───── Dataset entries ─────

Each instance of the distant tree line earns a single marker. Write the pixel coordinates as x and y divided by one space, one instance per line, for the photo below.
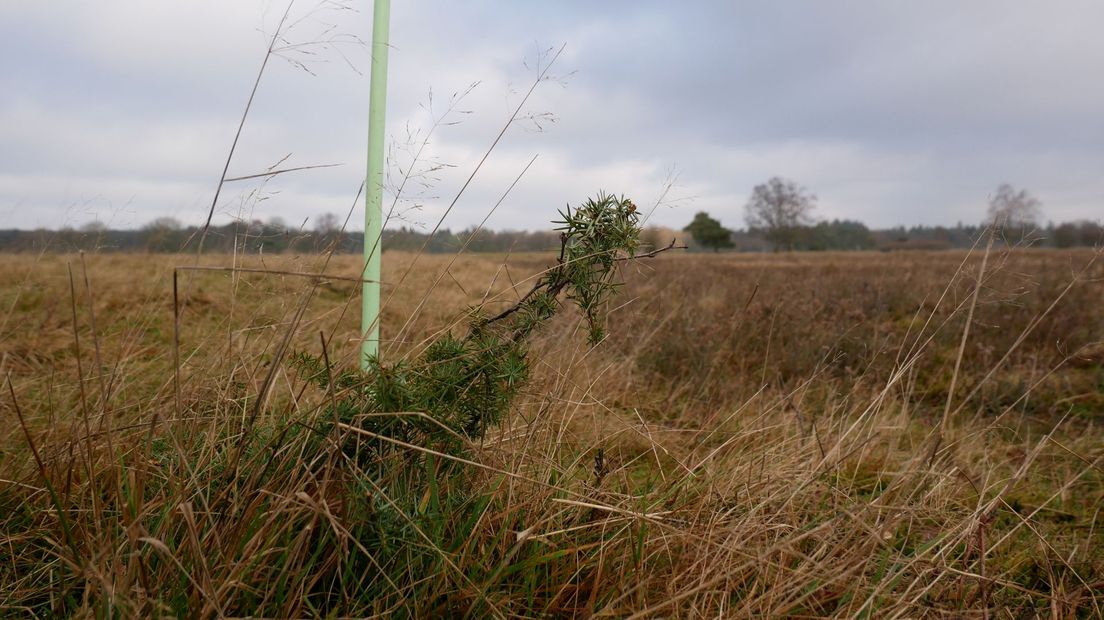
778 216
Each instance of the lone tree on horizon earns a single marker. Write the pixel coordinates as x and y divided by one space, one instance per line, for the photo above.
1010 209
709 233
778 209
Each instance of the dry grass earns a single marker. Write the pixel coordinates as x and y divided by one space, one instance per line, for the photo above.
757 436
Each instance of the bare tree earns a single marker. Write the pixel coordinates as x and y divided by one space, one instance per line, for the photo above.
778 209
1011 209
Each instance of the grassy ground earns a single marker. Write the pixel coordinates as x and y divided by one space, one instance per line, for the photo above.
756 436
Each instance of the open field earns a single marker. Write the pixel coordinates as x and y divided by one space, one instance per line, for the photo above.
759 435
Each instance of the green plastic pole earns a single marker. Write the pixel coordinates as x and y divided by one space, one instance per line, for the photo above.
373 184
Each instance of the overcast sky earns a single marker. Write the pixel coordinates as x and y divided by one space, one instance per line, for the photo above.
892 113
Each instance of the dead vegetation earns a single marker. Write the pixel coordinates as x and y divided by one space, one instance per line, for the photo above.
799 435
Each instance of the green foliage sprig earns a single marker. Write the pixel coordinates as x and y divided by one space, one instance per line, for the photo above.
460 386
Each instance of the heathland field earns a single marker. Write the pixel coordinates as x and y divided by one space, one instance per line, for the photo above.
861 434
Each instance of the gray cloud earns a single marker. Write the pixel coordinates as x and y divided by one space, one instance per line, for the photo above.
891 113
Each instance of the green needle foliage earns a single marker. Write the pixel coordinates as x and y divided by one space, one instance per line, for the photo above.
458 387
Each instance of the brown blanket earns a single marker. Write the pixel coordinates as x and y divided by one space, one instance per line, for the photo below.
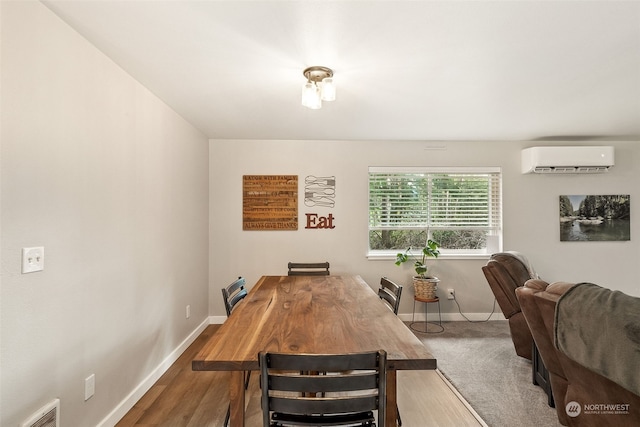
600 329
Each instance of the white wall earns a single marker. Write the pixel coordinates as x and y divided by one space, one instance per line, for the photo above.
531 216
114 185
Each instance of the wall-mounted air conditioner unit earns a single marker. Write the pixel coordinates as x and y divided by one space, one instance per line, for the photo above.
570 159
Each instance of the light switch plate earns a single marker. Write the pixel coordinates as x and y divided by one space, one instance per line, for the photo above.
32 259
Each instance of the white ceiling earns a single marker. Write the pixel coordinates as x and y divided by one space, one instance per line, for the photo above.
404 70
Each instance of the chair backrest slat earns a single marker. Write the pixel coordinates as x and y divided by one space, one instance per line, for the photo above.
308 269
233 294
342 387
390 292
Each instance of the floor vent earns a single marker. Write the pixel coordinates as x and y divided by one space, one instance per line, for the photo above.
47 416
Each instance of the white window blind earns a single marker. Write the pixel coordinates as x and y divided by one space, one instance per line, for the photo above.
461 206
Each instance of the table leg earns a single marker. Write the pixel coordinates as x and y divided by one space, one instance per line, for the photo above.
392 400
236 399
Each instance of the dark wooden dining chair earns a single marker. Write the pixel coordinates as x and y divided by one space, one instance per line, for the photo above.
232 295
354 387
390 293
308 269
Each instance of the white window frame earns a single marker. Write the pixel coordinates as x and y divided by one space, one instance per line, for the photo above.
494 239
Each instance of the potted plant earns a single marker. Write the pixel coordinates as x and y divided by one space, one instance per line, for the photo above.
425 286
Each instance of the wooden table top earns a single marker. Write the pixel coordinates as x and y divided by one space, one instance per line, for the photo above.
311 314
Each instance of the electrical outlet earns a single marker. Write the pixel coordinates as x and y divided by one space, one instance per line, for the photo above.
89 386
32 259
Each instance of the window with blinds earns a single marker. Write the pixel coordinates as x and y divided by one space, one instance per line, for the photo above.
460 208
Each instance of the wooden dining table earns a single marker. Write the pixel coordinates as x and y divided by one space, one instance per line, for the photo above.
310 314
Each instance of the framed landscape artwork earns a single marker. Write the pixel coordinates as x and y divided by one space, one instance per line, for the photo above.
595 218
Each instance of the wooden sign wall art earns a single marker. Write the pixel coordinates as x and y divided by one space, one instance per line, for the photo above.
269 202
319 191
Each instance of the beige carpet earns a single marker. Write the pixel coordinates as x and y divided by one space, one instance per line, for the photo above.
481 363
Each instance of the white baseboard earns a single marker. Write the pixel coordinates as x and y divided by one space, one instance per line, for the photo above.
217 320
451 317
136 394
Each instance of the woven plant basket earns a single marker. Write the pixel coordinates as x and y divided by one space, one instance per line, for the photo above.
425 288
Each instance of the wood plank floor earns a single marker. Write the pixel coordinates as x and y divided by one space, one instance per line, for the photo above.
185 398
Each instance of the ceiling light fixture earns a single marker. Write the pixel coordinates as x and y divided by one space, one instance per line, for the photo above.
319 87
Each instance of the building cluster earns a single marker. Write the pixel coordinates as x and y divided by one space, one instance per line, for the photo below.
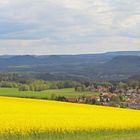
124 98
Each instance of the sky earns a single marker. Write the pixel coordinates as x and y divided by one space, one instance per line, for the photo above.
69 26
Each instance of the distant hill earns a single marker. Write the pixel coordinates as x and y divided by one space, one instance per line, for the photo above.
105 66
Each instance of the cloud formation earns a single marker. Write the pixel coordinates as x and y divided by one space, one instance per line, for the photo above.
68 26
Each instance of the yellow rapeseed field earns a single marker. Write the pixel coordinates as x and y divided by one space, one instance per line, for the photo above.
25 115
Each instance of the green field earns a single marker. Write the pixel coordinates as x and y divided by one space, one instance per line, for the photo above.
48 94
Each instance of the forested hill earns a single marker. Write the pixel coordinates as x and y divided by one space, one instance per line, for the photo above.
106 66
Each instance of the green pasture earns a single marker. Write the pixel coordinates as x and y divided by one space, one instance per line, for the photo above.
47 94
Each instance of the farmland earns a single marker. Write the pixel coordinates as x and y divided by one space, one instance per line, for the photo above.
47 94
39 119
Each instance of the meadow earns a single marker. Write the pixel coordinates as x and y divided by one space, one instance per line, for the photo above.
47 94
32 119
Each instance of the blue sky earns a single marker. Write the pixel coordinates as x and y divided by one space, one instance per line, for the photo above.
69 26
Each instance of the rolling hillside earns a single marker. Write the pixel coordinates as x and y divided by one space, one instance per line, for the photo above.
107 66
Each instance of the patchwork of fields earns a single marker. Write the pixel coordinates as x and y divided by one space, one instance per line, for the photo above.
53 119
70 92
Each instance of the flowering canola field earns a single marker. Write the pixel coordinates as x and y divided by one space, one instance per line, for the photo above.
25 115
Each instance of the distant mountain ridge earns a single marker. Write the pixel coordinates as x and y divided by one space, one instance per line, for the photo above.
105 66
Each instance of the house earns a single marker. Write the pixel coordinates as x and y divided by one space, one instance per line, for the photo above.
105 97
91 99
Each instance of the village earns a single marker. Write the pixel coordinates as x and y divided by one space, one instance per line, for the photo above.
123 97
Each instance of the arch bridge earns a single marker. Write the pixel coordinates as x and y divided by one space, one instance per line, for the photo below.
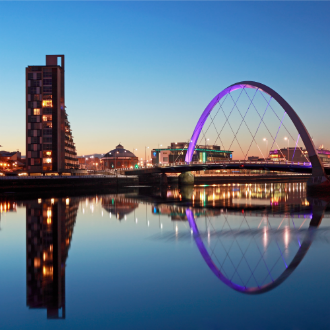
314 165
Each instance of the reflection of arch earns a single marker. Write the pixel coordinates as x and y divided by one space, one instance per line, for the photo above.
318 169
119 206
318 212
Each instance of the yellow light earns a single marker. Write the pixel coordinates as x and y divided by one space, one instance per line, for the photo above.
47 103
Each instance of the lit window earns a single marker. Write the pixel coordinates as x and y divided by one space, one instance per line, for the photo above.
47 160
47 103
36 262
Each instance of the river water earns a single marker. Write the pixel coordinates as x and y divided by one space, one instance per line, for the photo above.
235 256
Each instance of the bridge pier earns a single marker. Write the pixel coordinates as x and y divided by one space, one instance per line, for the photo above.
154 179
186 178
319 182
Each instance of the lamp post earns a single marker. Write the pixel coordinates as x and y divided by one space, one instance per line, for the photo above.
145 156
205 148
266 147
159 151
137 158
288 148
116 162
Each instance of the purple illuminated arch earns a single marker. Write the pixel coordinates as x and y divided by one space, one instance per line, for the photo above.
317 166
305 245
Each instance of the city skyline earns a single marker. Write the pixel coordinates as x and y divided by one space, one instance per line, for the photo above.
142 75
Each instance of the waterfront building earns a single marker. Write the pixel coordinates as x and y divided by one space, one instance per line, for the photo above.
176 153
49 140
119 158
10 161
298 155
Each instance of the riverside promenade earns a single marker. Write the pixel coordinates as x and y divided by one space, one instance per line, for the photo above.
47 183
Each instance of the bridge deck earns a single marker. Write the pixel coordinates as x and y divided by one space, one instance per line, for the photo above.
268 166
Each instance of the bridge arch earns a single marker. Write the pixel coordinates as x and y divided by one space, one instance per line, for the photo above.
317 166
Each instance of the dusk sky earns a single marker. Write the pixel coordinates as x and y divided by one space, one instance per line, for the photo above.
141 72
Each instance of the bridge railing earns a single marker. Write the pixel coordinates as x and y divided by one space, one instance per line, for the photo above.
224 163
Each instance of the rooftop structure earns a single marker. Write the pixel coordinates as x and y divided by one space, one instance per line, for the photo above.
119 158
176 153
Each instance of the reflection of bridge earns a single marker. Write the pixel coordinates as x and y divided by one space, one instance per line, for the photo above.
230 165
318 212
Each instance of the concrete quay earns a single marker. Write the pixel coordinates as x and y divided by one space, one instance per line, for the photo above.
46 183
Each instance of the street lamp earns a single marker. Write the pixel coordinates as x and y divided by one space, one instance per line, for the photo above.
205 148
145 155
116 161
133 153
288 147
266 146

─────

## Instructions for the task:
Which lines run from the one containing "Each instance of the rooftop" to the end of the entries above? Quote exactly those, and only those.

## Result of this task:
Each instance of the rooftop structure earns a single marker. Write the pixel coordinates as x and y divided by one space, one instance per line, for the photo above.
119 158
176 153
Each instance of the reflection of bridge earns a single marker. Write the pixel coordinates as x and y divided by one space, one instance per line, for the photo above.
230 165
318 212
Each instance of the concrete quay earns a single marker. Write the pixel coordinates as x and y divided by one space, one instance per line, for the photo above.
46 183
Each instance of the street lamp earns a single marker. Write the pixel coordinates as x and y divided by one space, one instance per line, for the photo above.
205 148
145 155
116 161
133 153
288 147
266 146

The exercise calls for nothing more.